--- The task ---
Return word for word the lines of the records from the one containing "Provide the outline" through the end of the records, both included.

Object outline annotations:
____
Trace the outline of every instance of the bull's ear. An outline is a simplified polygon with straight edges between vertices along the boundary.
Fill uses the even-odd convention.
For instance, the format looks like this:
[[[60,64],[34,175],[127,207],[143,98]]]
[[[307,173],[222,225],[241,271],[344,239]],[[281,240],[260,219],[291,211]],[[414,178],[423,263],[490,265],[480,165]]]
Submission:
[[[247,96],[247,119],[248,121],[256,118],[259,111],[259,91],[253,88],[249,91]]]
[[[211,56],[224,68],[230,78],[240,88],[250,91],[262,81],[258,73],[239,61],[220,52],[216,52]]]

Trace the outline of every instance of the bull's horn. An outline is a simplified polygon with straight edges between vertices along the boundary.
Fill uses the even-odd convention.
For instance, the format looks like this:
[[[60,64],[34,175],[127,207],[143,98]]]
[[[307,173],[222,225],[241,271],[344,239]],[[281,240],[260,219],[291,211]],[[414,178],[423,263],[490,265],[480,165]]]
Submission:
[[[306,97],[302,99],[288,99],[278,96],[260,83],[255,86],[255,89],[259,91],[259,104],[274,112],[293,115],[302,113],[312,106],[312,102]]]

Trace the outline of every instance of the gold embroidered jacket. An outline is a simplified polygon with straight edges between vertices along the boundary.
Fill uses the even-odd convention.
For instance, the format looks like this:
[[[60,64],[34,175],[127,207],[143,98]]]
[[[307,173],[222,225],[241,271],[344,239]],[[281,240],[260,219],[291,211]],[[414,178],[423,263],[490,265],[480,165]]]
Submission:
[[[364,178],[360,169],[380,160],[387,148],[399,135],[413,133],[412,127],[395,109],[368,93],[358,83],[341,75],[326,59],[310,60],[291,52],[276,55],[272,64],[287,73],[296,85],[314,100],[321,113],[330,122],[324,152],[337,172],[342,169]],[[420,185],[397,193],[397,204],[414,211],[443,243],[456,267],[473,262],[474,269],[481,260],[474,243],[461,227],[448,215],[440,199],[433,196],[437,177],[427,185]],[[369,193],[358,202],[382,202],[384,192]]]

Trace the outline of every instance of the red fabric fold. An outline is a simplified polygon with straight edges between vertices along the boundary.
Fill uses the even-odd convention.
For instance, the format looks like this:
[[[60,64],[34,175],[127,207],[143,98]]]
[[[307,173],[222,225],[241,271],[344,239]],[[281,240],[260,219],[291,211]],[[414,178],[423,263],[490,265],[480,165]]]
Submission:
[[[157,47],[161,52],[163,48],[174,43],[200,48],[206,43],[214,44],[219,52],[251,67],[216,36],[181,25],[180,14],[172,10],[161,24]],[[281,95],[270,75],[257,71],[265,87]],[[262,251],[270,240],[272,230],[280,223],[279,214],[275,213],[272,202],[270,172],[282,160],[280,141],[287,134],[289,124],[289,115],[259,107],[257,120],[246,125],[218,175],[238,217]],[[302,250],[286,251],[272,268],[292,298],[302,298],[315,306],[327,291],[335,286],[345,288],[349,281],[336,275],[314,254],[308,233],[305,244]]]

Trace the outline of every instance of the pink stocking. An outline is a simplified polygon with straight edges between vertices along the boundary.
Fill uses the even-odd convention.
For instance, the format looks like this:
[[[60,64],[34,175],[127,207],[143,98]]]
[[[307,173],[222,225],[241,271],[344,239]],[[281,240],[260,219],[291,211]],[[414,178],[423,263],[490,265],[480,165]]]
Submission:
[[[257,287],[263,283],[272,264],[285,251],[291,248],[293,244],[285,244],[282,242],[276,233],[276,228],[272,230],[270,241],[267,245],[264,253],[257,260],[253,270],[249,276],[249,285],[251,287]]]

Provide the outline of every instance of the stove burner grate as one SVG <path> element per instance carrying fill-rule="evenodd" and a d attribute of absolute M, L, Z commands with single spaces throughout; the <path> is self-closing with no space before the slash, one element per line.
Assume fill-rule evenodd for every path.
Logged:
____
--- Output for this task ---
Provide the outline of every instance of the stove burner grate as one SVG <path> element per instance carrying fill-rule="evenodd" and a d attribute of absolute M, L, Z commands with single spaces throughout; the <path> is self-closing with no space before the slash, one element per line.
Assume fill-rule evenodd for every path.
Logged:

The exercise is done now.